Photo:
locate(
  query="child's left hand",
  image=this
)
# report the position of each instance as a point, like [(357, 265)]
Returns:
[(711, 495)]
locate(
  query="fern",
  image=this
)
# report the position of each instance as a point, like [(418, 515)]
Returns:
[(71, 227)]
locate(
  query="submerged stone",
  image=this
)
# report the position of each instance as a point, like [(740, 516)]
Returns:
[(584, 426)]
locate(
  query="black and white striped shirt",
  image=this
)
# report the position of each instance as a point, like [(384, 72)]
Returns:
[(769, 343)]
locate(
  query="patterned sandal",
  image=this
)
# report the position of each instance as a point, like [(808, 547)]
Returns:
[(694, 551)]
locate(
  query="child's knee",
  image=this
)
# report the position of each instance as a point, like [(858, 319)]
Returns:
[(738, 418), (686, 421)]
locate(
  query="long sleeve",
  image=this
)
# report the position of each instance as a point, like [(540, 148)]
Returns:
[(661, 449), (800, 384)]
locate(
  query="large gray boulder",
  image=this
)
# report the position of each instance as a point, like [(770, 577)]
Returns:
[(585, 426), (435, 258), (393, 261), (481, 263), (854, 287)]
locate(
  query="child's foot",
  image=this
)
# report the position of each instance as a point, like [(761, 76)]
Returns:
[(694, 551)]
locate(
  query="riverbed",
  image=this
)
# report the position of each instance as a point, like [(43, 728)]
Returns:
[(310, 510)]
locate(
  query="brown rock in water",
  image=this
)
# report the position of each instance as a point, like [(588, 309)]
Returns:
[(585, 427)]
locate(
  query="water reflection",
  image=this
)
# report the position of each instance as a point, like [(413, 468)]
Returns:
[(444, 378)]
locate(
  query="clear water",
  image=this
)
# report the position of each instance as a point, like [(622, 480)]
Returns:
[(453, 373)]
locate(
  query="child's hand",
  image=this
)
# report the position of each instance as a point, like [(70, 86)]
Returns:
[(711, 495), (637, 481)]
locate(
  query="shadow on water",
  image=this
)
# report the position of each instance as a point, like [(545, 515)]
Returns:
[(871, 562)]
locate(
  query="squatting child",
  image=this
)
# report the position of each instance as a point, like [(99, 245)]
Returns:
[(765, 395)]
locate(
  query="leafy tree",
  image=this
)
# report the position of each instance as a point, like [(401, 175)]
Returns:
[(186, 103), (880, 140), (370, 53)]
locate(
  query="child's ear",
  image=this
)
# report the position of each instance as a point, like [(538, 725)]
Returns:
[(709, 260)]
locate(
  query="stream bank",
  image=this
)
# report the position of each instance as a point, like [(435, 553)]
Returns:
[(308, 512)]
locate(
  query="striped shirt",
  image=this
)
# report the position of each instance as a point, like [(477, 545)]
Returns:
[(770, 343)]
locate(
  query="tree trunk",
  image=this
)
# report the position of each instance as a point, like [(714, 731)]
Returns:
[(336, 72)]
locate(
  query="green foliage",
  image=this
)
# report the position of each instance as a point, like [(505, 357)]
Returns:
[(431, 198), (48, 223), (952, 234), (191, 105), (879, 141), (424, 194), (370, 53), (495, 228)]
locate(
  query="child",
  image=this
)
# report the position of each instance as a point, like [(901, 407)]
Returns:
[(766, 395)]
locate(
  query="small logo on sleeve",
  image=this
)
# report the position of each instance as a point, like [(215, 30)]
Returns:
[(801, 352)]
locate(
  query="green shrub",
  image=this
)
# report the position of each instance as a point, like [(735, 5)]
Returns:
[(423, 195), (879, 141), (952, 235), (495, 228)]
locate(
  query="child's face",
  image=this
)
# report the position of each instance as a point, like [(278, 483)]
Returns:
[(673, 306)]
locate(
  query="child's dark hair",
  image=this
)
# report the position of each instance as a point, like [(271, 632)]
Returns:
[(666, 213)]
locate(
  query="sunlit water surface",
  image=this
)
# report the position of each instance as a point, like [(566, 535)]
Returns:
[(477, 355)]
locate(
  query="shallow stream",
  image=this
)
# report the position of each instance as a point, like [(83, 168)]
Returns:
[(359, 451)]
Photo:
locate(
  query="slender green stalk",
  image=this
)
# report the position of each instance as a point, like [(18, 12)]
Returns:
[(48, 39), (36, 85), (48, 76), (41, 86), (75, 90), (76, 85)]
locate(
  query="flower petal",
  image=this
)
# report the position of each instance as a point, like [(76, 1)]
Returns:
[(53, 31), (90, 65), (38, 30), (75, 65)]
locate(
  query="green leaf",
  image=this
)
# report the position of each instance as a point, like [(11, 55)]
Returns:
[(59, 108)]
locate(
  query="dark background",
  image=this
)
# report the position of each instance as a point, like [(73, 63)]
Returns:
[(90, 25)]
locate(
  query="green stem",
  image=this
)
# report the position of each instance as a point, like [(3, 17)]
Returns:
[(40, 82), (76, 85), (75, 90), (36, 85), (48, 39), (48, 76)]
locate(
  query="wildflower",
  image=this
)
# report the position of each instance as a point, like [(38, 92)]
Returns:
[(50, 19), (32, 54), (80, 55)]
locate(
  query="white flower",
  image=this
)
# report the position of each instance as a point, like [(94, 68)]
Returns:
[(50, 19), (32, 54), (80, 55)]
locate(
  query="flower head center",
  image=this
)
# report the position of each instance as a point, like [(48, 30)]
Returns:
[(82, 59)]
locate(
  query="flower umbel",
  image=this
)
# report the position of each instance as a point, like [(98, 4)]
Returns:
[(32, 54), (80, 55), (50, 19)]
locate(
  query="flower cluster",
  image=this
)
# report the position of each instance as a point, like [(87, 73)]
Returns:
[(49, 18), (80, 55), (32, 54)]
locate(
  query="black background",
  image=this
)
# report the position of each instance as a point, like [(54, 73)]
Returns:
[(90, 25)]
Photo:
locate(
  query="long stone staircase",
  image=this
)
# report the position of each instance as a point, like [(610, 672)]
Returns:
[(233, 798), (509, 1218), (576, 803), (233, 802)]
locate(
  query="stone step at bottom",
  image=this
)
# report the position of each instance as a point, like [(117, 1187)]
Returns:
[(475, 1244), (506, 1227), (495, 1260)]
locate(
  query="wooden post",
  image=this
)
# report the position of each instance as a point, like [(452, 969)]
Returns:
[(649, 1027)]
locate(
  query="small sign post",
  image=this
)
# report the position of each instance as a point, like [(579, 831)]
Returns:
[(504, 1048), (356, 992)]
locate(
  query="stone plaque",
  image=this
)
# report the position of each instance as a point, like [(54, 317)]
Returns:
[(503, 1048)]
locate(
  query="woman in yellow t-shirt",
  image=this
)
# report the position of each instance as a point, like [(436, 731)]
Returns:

┄┄┄┄┄┄

§ WORK REQUIRED
Reproduce the stretch from the start of the records through the line containing "[(71, 227)]", requests included, with each point coordinate in the answers multiplied by 0.7 and rounded to a whole number, halves rounded up. Keep the numbers in the requests and their sample points unchanged.

§ RESPONSE TO THIS TASK
Photo:
locate(
  query="child's left hand",
  image=this
)
# report the position of each instance as a point, like [(357, 265)]
Returns:
[(498, 347)]
locate(
  query="fern",
  image=this
)
# report the position of each instance as a point, like [(418, 515)]
Returns:
[(50, 159)]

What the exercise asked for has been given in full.